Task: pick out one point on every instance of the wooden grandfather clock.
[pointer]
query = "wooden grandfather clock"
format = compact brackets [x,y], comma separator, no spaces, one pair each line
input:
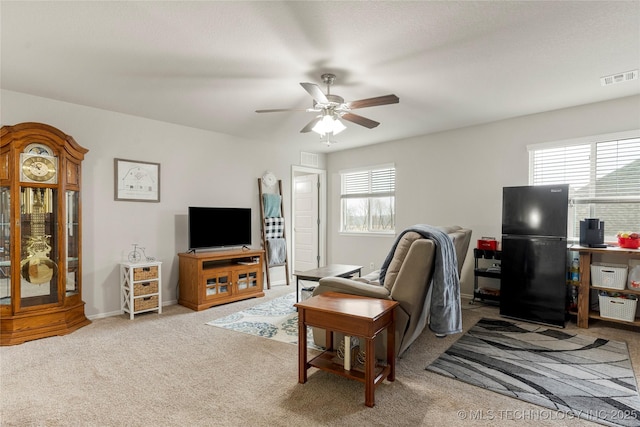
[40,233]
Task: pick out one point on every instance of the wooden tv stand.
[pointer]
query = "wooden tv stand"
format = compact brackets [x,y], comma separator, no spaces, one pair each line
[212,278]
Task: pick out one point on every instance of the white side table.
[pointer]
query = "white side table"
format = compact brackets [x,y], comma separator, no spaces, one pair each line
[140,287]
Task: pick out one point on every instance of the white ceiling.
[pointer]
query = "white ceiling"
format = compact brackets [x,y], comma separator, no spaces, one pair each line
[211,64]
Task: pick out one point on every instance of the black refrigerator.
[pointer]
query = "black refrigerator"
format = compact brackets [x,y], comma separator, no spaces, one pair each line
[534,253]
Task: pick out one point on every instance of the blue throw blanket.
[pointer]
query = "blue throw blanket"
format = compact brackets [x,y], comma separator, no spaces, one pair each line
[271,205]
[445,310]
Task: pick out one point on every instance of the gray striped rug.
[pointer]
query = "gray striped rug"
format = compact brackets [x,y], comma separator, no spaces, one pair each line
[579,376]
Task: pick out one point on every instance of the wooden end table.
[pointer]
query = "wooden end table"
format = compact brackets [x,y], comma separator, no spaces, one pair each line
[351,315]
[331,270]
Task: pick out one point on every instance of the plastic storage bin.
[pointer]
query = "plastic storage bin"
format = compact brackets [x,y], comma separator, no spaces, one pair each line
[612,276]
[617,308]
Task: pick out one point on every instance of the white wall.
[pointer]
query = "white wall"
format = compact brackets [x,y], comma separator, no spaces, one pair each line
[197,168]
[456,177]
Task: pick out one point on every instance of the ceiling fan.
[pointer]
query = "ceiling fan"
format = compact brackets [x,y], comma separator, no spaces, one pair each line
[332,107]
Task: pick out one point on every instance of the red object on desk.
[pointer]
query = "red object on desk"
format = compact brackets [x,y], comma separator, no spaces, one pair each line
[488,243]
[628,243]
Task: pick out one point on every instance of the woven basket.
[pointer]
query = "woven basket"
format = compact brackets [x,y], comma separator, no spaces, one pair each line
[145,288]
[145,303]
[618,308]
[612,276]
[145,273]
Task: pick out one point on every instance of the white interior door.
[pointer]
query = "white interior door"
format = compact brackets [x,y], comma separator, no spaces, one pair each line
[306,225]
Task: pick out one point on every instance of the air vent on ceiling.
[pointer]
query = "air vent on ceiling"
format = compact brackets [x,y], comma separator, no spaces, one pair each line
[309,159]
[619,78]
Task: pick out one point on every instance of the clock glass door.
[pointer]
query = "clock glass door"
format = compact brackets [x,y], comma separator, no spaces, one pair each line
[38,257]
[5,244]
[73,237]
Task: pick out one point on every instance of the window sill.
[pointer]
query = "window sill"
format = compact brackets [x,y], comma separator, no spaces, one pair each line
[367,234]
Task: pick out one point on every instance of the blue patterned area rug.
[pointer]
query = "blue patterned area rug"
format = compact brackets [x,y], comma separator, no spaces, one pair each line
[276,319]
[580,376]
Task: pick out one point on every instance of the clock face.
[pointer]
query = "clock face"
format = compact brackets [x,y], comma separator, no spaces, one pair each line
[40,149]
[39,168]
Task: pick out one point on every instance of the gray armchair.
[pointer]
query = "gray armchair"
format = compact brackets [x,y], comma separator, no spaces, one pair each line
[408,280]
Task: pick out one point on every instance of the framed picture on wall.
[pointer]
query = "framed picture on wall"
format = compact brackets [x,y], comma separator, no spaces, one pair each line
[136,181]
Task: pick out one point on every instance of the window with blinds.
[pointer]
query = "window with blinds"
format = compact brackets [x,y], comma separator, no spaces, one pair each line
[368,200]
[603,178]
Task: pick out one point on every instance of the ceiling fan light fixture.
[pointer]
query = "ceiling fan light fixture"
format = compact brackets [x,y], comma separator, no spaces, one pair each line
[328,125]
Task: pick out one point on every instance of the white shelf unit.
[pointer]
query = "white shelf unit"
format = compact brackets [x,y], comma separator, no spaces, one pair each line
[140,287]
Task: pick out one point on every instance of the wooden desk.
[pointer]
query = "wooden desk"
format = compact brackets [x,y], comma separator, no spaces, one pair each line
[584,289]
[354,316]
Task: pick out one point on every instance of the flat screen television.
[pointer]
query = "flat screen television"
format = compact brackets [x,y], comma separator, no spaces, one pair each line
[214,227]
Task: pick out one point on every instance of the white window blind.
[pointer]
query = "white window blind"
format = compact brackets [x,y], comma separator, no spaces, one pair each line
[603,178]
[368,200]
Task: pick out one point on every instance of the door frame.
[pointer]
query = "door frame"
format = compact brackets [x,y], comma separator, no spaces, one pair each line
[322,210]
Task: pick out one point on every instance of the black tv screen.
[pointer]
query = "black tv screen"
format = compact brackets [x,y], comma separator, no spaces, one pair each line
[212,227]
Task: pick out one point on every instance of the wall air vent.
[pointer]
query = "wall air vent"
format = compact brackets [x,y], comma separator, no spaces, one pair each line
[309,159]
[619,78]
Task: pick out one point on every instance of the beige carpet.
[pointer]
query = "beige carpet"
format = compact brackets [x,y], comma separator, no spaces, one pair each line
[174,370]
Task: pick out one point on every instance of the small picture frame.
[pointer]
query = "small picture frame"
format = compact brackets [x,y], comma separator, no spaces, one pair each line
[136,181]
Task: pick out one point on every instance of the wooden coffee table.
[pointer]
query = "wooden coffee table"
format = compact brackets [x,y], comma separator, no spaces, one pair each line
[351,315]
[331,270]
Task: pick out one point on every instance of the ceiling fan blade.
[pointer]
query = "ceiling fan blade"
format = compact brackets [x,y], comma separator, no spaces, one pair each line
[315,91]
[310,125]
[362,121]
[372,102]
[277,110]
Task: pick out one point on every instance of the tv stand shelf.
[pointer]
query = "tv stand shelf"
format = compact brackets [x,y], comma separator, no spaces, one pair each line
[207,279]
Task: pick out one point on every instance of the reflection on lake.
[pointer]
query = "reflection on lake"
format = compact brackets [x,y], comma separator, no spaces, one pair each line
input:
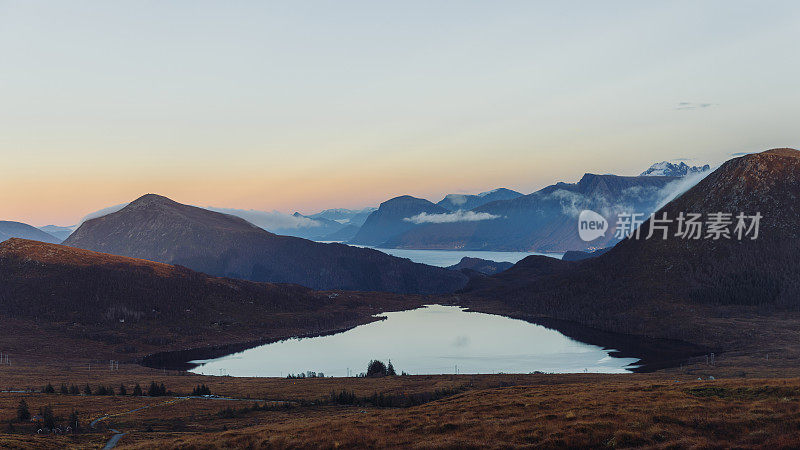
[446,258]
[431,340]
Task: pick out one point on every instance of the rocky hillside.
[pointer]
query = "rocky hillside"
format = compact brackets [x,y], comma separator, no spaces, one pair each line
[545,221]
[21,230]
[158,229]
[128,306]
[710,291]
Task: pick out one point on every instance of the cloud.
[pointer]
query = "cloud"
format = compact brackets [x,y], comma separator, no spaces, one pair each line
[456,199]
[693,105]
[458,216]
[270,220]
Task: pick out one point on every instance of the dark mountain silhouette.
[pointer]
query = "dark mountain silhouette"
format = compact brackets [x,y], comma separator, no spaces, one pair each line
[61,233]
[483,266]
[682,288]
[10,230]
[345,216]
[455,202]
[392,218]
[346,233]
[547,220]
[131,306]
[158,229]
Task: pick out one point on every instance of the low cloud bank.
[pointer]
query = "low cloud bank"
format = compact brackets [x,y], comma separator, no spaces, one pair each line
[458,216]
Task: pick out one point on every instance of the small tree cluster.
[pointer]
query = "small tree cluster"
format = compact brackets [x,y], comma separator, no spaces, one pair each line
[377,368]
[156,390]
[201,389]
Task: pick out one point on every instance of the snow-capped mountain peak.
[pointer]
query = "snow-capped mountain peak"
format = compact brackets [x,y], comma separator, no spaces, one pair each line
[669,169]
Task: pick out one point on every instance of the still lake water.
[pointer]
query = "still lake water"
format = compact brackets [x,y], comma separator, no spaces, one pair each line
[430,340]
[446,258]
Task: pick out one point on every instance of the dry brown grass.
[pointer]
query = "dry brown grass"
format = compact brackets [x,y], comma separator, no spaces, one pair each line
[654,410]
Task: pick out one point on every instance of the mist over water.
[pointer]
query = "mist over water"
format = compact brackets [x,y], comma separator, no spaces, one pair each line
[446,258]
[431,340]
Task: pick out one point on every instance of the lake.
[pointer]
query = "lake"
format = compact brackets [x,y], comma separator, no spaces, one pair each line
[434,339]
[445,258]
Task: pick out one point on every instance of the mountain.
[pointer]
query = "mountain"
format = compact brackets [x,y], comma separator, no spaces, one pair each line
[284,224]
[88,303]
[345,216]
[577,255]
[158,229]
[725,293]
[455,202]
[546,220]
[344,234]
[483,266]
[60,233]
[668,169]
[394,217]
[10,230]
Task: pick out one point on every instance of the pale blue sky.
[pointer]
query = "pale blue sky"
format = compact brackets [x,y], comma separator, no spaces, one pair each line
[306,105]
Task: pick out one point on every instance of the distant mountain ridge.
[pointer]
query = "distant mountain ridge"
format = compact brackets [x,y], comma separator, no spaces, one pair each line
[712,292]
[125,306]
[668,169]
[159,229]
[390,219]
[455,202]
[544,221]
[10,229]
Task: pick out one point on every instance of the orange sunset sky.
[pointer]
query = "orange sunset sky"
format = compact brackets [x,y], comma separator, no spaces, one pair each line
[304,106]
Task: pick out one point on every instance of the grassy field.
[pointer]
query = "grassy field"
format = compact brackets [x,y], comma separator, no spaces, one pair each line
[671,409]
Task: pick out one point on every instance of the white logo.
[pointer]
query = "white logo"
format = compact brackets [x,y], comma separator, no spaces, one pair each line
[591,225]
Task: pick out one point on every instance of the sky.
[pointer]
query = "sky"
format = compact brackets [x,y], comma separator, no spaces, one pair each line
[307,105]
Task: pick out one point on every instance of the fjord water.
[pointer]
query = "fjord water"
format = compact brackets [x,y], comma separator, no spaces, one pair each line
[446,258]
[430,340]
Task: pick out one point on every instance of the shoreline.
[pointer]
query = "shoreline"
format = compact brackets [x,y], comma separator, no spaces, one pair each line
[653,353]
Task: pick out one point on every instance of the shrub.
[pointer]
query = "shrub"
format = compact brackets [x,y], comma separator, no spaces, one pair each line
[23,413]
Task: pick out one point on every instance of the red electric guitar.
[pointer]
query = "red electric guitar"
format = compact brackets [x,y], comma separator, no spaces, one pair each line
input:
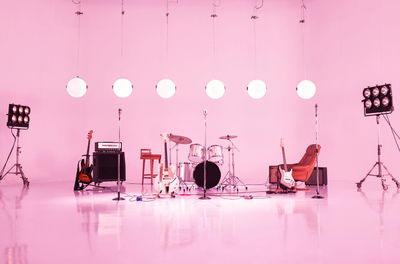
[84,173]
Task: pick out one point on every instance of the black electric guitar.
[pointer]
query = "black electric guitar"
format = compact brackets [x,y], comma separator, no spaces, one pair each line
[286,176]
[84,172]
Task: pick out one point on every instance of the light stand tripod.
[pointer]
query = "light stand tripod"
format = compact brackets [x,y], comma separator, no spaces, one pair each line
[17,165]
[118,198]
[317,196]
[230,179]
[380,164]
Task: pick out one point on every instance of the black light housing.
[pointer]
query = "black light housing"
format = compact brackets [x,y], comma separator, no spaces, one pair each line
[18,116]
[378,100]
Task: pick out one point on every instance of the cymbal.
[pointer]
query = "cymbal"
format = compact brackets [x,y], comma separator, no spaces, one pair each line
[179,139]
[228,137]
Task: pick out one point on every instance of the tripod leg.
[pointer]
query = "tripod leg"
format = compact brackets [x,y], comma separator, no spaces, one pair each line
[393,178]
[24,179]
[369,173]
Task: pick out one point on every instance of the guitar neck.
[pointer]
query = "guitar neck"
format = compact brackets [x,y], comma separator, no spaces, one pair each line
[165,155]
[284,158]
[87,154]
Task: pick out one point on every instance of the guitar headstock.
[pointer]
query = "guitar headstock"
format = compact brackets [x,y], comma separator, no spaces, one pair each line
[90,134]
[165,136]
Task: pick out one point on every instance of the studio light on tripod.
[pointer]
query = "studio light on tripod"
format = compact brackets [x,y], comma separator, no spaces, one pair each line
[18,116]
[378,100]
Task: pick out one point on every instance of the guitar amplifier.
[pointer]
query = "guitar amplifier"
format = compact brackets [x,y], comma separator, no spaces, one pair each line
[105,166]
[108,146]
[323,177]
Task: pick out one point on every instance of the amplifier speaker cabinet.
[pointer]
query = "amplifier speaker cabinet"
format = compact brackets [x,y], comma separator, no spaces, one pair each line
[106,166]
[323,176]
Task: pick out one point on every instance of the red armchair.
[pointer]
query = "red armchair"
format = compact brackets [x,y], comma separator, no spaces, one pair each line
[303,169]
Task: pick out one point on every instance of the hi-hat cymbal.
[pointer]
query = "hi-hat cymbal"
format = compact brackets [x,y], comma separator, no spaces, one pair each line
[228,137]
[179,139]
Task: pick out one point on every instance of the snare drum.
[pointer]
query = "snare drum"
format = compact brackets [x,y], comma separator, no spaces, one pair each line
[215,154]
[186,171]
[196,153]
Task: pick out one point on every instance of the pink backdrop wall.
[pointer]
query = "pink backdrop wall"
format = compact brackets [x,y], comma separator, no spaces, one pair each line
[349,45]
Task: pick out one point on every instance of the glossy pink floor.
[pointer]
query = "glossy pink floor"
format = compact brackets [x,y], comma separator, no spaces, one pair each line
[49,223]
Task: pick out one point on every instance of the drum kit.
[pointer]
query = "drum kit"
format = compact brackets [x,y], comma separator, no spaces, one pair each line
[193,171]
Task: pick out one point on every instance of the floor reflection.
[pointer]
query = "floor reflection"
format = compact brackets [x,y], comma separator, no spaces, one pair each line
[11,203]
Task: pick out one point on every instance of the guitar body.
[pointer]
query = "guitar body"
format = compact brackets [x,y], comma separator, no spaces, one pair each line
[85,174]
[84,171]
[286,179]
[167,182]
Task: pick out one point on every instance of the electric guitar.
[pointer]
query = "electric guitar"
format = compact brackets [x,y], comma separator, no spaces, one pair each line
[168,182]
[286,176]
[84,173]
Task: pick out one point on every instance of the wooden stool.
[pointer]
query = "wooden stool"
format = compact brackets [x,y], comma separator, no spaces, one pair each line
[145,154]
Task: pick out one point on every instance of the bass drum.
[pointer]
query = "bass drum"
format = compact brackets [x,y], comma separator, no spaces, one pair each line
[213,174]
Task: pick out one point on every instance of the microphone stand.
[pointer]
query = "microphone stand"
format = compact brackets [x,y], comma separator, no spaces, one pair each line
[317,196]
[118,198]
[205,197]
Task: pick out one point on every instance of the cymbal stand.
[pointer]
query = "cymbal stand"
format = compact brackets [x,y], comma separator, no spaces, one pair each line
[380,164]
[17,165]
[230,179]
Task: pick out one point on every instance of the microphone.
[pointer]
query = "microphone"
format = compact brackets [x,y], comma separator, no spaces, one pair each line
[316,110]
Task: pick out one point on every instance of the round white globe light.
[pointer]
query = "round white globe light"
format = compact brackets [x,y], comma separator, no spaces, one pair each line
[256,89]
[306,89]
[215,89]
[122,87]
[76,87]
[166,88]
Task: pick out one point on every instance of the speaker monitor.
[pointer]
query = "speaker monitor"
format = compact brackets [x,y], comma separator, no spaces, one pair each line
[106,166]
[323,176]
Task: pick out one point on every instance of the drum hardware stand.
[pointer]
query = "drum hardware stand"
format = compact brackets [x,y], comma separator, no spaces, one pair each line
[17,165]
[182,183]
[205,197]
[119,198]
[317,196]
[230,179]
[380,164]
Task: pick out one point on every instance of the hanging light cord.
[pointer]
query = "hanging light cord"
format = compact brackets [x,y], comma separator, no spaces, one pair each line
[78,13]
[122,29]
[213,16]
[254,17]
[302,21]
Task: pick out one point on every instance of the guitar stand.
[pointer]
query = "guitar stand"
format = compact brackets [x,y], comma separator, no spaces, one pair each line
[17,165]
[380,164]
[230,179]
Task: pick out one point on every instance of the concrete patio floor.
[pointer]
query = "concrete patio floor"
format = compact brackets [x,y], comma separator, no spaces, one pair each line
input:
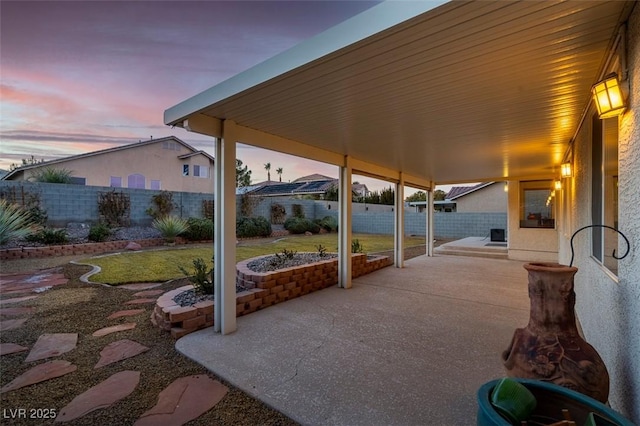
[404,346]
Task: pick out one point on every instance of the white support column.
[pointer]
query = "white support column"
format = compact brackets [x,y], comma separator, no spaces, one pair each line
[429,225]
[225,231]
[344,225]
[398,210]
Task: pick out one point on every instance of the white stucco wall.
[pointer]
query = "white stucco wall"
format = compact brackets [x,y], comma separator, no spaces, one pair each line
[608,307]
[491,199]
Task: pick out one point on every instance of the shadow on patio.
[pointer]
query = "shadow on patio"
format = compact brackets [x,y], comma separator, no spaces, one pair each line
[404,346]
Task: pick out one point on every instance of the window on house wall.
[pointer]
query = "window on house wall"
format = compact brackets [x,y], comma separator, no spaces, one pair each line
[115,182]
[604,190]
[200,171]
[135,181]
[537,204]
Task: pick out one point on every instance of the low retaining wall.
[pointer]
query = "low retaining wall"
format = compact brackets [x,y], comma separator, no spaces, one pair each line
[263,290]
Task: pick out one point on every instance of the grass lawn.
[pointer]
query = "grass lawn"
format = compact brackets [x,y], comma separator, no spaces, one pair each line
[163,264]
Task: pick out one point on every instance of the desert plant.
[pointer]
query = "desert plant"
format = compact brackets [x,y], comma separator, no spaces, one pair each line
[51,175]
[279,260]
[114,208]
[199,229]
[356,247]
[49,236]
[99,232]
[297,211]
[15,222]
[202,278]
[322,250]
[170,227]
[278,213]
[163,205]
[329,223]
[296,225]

----------------------------------------

Restate word for word the lines of the data above, starting at the line containing "Task: pick out one point on every instance of the round" and ending at the line containing "the guitar stand.", both included, and nothing more.

* _Task output_
Task: pick out one point on every instance of the round white globe light.
[pointer]
query = "round white globe light"
format = compact brackets [x,y], comma separator, no spaces, one pair each line
[256,89]
[306,89]
[215,89]
[122,87]
[76,87]
[166,88]
Task: pick out one point on every instance of the speaker monitor.
[pointer]
query = "speaker monitor"
format = compact brackets [x,y], comma separator, no spaces, one pair each line
[106,166]
[323,176]
Task: pick out one point on every instance of the drum hardware stand.
[pointer]
query = "drum hardware stand"
format = compact brackets [x,y], comma separator, no spaces, one pair each line
[17,165]
[182,183]
[205,197]
[119,198]
[317,196]
[230,179]
[380,164]
Task: pick out one point on every instance of the hanging light cord.
[pointer]
query = "hanging light cord"
format = compact brackets [x,y], comma separator, no spaces, one pair each line
[78,13]
[122,29]
[213,16]
[254,17]
[302,21]
Task: pick out one point on every instance of the guitar stand.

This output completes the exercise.